● What the exercise asks: Copy out the entries exactly, from the first line to the last.

● Records supplied:
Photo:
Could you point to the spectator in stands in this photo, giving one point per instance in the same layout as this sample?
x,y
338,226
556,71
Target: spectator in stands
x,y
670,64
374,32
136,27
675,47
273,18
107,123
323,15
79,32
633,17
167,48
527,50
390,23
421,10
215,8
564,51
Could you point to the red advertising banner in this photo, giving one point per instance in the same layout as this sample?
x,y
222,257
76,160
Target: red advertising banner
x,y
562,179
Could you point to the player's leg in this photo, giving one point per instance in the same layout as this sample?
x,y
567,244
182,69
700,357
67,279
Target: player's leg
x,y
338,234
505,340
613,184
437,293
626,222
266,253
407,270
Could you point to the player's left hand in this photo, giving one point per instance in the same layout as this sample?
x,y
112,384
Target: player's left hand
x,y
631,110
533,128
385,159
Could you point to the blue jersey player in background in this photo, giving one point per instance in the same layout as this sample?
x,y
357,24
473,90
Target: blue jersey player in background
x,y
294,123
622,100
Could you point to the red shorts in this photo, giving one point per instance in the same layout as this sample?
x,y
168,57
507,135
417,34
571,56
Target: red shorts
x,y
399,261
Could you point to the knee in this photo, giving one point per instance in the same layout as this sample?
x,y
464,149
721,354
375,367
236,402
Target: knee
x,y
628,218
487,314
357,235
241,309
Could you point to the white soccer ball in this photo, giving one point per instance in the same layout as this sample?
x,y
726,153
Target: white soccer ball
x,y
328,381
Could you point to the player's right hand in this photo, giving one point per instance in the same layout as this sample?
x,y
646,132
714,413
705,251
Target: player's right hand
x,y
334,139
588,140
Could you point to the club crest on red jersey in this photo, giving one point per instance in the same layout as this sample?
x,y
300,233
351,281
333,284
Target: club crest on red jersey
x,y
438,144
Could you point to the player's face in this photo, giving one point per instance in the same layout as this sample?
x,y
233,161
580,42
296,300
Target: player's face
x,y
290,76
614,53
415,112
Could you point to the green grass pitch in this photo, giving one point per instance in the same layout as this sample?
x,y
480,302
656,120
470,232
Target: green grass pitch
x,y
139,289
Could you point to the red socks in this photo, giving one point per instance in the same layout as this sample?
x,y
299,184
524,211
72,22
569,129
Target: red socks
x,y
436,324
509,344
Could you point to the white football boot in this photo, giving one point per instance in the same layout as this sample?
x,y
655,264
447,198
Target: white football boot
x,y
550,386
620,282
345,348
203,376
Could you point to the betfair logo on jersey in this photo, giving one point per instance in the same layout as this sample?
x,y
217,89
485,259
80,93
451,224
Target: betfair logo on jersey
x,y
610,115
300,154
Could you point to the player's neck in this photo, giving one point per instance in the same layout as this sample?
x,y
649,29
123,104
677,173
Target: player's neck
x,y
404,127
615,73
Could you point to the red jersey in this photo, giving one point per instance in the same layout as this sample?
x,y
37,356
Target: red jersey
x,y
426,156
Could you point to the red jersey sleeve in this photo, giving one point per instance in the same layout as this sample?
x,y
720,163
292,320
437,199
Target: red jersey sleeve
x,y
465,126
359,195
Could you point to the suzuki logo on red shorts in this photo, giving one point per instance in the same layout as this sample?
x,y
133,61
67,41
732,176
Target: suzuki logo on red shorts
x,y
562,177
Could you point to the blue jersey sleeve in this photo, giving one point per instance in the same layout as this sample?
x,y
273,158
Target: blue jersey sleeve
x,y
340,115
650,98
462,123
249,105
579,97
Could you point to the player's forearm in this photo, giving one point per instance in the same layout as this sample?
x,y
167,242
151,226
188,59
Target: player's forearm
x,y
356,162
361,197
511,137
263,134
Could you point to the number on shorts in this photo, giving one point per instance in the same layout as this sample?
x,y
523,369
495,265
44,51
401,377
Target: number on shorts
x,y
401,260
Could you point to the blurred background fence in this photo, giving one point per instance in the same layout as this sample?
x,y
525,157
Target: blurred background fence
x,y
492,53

● Written answer:
Photo:
Could you point to the spectator in stands in this photo, giving one point per instance in the same layout as this sample?
x,y
338,226
556,71
Target: spectator in stands
x,y
670,64
374,32
136,27
675,47
273,18
107,123
323,15
79,32
633,17
167,48
527,50
390,23
421,10
215,8
564,51
Could you point to the red advertising banner in this photo, giving one point per instance in the same layout as this sample?
x,y
222,257
76,160
Target: red advertising banner
x,y
562,179
Could you point to the player's leg in this photo, giving one point per instance in the same layout as this sample?
x,y
567,244
182,69
700,357
67,279
Target: player's leg
x,y
338,234
505,340
613,184
437,293
626,222
266,253
407,270
Could you point to the player's left hand in this photo, giving one point per instance in the same layout as this sample?
x,y
112,384
Target: player's left hand
x,y
631,110
533,128
385,159
Could you point to the blue jersey player in background in this photo, giving one point per instance in the same layout as this sample?
x,y
357,24
473,90
Target: blue jersey player in background
x,y
294,123
622,100
Could you point to the red shorts in this photo, giving one point per instance in the same layout as this sample?
x,y
168,57
507,135
417,34
571,56
Target: red shorts
x,y
399,261
Could you point to the knee in this photo, giving one point per instance in the same layout as this sample?
x,y
464,149
721,354
375,367
236,402
Target: knee
x,y
628,218
487,314
357,235
241,309
Could you point to the white soccer ball in this photo, giving one point per instance in the same layout as this sample?
x,y
726,153
Target: white soccer ball
x,y
328,381
Could you point to the player's right hand in this photo, giving one point per instance in the same layout as this sample?
x,y
646,132
714,413
705,251
Target: player's right hand
x,y
334,139
588,140
Could you point to the club crest on red jersey in this photo, giving one point per instance in the same layout as this sample?
x,y
300,233
351,281
333,284
Target: club crest on red jersey
x,y
438,144
Could you point to the player's face in this photo, giving one point per instance in the same layout as this sample?
x,y
233,161
580,42
296,300
Target: player's face
x,y
290,76
614,53
415,112
Could you point to the green grass pitch in this photo, giving one point per instance in the same layout as this sample?
x,y
480,302
656,120
470,232
Target: green grass pitch
x,y
139,289
Could you point to the red socks in this photo, giving one point per instance in the same layout as this sample?
x,y
299,184
524,211
72,22
569,129
Target: red socks
x,y
436,324
509,344
Could you point to the white football boot in this photo, giving one point per instance in the same layout as this sample?
x,y
655,264
447,198
Target: white football boot
x,y
550,386
620,282
345,348
203,376
Could you point to the betfair logo on jersey in this photo, giving one point per instance in the same layout as this sample?
x,y
217,89
485,259
80,93
451,224
Target: betfair logo on jersey
x,y
610,115
300,154
Could you point to the player's neck in this photo, giving one point per instance in the same layout as this sample?
x,y
649,29
123,104
677,173
Target: player's neck
x,y
404,127
615,73
Could you point to the red jersey in this photo, giving one point per instance in the same layout as this sample?
x,y
37,356
Target: red jersey
x,y
426,156
Could you point to the red jersey sleeve in this photo, giving one point per instance in the same layout as this sample?
x,y
720,163
292,320
437,199
Target: red jersey sleeve
x,y
465,126
359,195
Could you point to the suzuki logo on red shorts in this photo, giving one point per instance in the same layout as this sample?
x,y
133,61
67,41
732,176
Target: suzuki logo on red shorts
x,y
562,177
Could you point to the blue jersey sleeve in this photo, giving one point per instance in the same layout as this sample?
x,y
273,158
Target: blue jersey sleeve
x,y
340,115
650,98
462,123
249,105
579,97
Could you point to the player's forearm in this photo, giving one point per instance in the same layout as this sample?
x,y
167,242
151,226
188,59
Target: player's forearm
x,y
356,162
361,197
511,137
263,134
Could you point to the number on shorts in this photo, giving one point per instance in the same layout as this sample?
x,y
523,369
495,265
44,51
401,377
Target: number on shorts
x,y
401,260
Could you point to the blurred background fence in this photo, giving one point per instance in the same layout as this sample?
x,y
525,157
Target: blurred background fence
x,y
492,53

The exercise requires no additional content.